> _REQUIREMENT_:
Can you reproduce the Bematistes macarista text word for word, from "- Bematistes macarista latefasciata" to "of Pseudacraea eurytus.", both included?

> _PASSAGE SHOWN_:
○ ○ ○ ○ ○
Species of butterfly

Bematistes macarista is a species of butterfly in the family Nymphalidae. It is found in Cameroon, Gabon, Equatorial Guinea, the Democratic Republic of the Congo, Uganda, Sudan, Kenya, Tanzania and Zambia.

==Description==

P. macarista E. Sharpe (59 b, d). The male is similar to that of poggei, but the transverse band of the forewing is of almost uniform breadth, narrower and placed more vertically to the inner margin; in addition it does not reach the distal margin, hence the black ground-colour of the apex is continued to the hinder angle; the white median band of the hindwing is broader than in poggei male and the dark marginal band correspondingly narrower. In the female the transverse band of the forewing is white and terminates at vein 2; its spots in cellules 2 and 3 are cut off obliquely and almost straight towards the base. Cameroons to the Congo and Uganda, ab. plagioscia Baker only differs in having the transverse band of the forewing more deeply incised distally. Congo: Beni Mawambe. male-ab. latifasciata Suff. (59 c) has on the forewing a somewhat broader transverse band, which completely fills up the base of cellule 3. Cameroons. male -ab moforsa Suff. has the median band on the upperside of the hindwing brown-yellow, only white at the inner margin in cellule 1 a. Congo : Mukenge. male -ab. vendita Grünb. The median band on the upperside of the hindwing is narrower, in cellule 2 only 5 mm. in breadth, and at the costal margin yellow as far as vein 5. Sesse Islands.
==Subspecies==
- Bematistes macarista macarista (Democratic Republic of the Congo, Uganda, Sudan, western Kenya, north-western Tanzania, north-western Zambia)
- Bematistes macarista latefasciata (Suffert, 1904) (Cameroon, Gabon, Equatorial Guinea)
==Biology==
The habitat consists of dense forests.
Both sexes of this dimorphic species are mimicked by the parallel sexes of Pseudacraea eurytus.
○ ○ ○ ○ ○
> _DATA EXTRACTS_:
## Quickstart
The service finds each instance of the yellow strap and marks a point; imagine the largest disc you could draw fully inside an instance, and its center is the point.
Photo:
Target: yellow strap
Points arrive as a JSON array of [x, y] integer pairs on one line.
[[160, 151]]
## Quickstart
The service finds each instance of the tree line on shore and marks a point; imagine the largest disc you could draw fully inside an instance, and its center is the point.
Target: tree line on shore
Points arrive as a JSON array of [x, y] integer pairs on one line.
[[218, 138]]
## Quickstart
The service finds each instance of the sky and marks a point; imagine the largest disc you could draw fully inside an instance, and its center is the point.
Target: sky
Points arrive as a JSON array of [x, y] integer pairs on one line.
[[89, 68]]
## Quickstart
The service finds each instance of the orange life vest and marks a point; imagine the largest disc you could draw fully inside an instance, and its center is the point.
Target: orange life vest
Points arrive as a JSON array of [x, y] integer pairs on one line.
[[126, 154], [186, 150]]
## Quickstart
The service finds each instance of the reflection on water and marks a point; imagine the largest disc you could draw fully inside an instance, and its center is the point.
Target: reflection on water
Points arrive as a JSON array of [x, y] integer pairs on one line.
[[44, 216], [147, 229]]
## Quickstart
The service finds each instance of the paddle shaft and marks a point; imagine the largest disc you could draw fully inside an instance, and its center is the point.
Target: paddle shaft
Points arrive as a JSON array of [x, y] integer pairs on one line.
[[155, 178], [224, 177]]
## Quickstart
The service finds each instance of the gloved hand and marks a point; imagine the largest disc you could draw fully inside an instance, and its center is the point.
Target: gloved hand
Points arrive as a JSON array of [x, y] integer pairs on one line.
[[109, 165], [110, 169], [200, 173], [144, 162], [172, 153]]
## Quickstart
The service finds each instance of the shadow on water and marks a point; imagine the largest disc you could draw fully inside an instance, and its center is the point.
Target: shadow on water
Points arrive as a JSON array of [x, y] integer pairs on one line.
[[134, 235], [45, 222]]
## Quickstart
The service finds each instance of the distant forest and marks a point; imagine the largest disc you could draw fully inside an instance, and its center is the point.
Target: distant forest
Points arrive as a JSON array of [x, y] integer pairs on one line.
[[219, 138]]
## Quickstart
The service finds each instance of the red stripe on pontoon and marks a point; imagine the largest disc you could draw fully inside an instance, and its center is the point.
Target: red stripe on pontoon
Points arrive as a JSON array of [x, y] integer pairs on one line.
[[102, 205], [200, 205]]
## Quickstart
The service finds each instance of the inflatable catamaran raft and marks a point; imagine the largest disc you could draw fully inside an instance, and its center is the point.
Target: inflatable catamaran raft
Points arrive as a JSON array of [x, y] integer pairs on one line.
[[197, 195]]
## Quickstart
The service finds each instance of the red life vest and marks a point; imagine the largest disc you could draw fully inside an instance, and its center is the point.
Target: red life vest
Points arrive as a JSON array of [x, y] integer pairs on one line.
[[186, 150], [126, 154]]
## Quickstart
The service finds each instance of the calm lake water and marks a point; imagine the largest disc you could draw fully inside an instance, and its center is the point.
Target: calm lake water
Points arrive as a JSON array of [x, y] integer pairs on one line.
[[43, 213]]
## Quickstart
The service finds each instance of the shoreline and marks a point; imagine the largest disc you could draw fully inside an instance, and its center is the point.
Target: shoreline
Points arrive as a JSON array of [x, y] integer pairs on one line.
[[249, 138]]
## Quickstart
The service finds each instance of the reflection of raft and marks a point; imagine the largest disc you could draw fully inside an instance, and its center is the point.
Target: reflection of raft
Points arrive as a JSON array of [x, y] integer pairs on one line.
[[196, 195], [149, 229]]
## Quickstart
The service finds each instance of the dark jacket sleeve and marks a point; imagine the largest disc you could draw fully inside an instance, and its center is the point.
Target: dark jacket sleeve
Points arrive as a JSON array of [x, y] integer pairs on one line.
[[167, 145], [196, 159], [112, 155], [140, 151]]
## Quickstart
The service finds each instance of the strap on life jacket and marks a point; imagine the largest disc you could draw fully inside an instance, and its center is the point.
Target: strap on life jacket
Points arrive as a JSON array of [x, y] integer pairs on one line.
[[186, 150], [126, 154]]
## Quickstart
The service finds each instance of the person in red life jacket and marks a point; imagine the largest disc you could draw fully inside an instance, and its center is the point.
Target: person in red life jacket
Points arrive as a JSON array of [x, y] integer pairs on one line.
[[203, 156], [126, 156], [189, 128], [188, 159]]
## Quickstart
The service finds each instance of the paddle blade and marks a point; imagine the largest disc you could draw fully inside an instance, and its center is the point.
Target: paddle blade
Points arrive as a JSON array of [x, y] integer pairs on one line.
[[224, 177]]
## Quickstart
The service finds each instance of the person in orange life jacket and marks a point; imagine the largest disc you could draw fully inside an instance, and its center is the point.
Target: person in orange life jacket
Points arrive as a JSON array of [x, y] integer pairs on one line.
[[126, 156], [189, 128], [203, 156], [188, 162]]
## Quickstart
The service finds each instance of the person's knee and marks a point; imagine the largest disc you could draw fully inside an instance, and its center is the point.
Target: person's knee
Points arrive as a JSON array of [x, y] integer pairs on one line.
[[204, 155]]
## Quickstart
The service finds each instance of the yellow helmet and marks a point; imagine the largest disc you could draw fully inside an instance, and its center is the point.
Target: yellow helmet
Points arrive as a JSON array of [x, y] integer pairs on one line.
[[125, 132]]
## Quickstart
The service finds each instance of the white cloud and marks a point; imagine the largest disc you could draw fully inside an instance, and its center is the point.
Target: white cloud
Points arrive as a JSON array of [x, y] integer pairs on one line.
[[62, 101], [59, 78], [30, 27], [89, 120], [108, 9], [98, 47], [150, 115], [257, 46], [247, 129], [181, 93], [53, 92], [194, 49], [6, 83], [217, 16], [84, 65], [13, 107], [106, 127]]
○ ○ ○ ○ ○
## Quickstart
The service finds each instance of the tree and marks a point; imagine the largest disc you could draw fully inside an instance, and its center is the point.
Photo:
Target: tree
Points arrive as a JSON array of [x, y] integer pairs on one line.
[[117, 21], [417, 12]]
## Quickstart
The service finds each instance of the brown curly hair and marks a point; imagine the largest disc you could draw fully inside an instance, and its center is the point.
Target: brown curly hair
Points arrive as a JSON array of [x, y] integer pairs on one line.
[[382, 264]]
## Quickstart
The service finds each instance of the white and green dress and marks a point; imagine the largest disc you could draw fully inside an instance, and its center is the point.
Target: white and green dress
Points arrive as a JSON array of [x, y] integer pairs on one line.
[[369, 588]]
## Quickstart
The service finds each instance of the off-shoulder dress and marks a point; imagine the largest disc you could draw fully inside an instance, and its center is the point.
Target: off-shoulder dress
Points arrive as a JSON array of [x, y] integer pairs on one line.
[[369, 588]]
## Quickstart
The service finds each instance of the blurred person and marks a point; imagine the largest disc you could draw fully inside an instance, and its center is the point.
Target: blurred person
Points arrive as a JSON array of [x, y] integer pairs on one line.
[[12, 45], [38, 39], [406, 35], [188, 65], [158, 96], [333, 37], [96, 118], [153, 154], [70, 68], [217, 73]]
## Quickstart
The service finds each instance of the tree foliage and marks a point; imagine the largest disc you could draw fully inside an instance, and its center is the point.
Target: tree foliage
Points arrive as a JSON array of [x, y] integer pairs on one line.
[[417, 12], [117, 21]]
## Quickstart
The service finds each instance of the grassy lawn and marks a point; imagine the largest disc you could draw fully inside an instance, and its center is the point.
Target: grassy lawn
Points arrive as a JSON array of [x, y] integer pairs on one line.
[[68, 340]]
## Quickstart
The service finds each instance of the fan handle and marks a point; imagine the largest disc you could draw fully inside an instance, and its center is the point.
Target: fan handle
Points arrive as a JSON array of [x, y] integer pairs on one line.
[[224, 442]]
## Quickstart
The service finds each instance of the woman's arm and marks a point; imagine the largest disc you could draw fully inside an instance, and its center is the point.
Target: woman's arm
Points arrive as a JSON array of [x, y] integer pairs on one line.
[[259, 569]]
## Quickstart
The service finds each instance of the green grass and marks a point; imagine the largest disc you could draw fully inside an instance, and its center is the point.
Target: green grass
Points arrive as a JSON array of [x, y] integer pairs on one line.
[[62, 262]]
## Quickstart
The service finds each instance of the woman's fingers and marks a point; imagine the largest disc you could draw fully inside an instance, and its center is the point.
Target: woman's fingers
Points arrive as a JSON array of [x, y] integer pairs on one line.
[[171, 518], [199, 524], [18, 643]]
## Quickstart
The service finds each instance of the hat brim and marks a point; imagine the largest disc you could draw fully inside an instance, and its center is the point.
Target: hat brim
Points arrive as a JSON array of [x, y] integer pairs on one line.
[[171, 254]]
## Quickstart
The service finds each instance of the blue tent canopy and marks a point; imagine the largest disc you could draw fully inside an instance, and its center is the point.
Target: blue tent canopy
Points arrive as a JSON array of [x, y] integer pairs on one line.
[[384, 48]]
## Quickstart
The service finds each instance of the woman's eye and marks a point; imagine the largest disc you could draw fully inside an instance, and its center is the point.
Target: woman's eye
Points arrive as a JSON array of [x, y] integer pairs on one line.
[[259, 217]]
○ ○ ○ ○ ○
> _RESPONSE BELOW_:
- Bematistes macarista latefasciata (Suffert, 1904) (Cameroon, Gabon, Equatorial Guinea)
==Biology==
The habitat consists of dense forests.
Both sexes of this dimorphic species are mimicked by the parallel sexes of Pseudacraea eurytus.